## Textauszug
________________
Verbot bloßstellender Bilder: Internet macht kein neues Straf­recht nötig

Im Bemühen, die Behörden in ihrem Kampf gegen Kinderpornographie zu stärken, hat Bundesjustizminister Maas eine Verschärfung des Strafrechts vorgeschlagen, mit der auch Erwachsene vor "bloßstellenden" Fotos geschützt werden sollen. In der Diskussion wird vergessen, dass die aktuellen Gesetze bereits einen ausreichenden Schutz gewähren, erklärt Niklas Haberkamm.

Bundesjustizminister Heiko Maas musste handeln. Der Fall Edathy hatte zu einer öffentlichen Diskussion über die Strafbarkeit der Herstellung und des Handels mit Fotos und Videos nackter Kinder und Jugendlicher geführt. Mit dem Referentenentwurf, der sich aktuelle in der Ressortabstimmung der Bundesregierung befindet, schlägt das Ministerium eine gesetzliche Klarstellung zu sogenannten Posing-Bildern vor, also Aufnahmen von nackten Kindern in einer unnatürlich geschlechtsbetonten Pose. Bislang ist die rechtliche Einordnung solcher Bilder zum Teil schwierig – im Gegensatz zu Aufnahmen, auf denen eindeutige sexuelle Übergriffe an Kindern zu sehen sind. Maas will die Unklarheit im Gesetz beseitigen und Herstellung, Verbreitung sowie Besitz von "Posing-Bildern" klar unter Strafe stellen.
________________
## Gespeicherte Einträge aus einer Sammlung

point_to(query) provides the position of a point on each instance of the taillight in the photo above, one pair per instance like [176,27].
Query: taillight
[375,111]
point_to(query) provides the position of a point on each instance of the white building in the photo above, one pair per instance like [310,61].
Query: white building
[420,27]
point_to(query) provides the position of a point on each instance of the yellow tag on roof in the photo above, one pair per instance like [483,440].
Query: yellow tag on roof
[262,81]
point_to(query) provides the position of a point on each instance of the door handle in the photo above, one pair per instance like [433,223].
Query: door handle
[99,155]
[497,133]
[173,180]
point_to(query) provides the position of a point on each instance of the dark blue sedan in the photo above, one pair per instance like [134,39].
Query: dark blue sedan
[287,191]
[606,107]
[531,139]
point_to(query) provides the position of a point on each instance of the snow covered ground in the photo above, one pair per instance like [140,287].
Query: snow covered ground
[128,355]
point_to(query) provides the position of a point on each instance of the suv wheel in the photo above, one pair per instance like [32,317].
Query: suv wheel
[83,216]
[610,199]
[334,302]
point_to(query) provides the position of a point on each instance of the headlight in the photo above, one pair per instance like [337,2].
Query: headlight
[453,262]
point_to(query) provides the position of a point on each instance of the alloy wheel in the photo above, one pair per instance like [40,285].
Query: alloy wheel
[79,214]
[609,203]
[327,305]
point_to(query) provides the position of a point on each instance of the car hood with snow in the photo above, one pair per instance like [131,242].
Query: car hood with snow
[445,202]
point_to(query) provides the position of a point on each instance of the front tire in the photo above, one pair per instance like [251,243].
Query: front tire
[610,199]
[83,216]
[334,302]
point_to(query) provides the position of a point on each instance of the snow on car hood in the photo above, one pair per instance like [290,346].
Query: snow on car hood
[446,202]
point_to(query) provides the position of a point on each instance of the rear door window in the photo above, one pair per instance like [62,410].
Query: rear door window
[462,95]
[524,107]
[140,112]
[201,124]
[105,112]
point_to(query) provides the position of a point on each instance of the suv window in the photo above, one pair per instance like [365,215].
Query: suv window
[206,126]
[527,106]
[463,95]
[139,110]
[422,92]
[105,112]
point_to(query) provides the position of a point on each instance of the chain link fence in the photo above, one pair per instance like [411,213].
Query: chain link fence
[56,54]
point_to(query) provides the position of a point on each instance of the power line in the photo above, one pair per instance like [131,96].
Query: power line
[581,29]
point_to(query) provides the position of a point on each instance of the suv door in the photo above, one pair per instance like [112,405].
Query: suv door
________________
## Deine Aufgaben
1) Warum schlägt das Ministerium laut dem Textauszug über das Verbot bloßstellender Bilder eine gesetzliche Klarstellung zu Posing-Bildern vor? Antworte in ein bis drei Sätzen.
2) Führe den Textauszug über das Verbot bloßstellender Bilder im Anschluss an seinen letzten Satz weiter.

## Lösungen
1) Die rechtliche Einordnung von Posing-Bildern ist bislang zum Teil schwierig, anders als bei Aufnahmen, auf denen eindeutige sexuelle Übergriffe an Kindern zu sehen sind. Maas will diese Unklarheit im Gesetz beseitigen. Herstellung, Verbreitung und Besitz solcher Bilder sollen klar unter Strafe gestellt werden.

2)
Daneben sollen aber auch Erwachsene besser geschützt werden: Der Justizminister wählte einen umfassenderen Ansatz: Künftig soll die Herstellung, Verbreitung sowie die Veröffentlichung sämtlicher Bilder strafbar sein, die ohne Kenntnis des Betroffenen geschossen wurden und ihn "bloßstellend" abbilden.

Maas will damit eine Problematik einfangen, die durch das Internet Brisanz erlangt hat. Heute hat jeder mit seinem Smartphone eine Kamera jederzeit griffbereit in der Tasche. Das führt dazu, dass immer häufiger Fotos und Filme von Betrunkenen oder von Unfallopfern gemacht und ins Internet gestellt werden. Das beeinträchtigt die Abgebildeten massiv in ihrem Persönlichkeitsrecht. In sozialen Netzwerken verbreiten sich die Bilder rasant. Was im Mittelalter der Pranger auf dem Marktplatz war, ist heute das Internet. Während man im Mittelalter anschließend zumindest noch die Stadt verlassen  konnte, um das Geschehene hinter sich zu lassen und neu anzufangen, ist dies im Zeitalter des Internets kaum noch möglich. Denn das Internet vergisst nicht und ist omnipräsent.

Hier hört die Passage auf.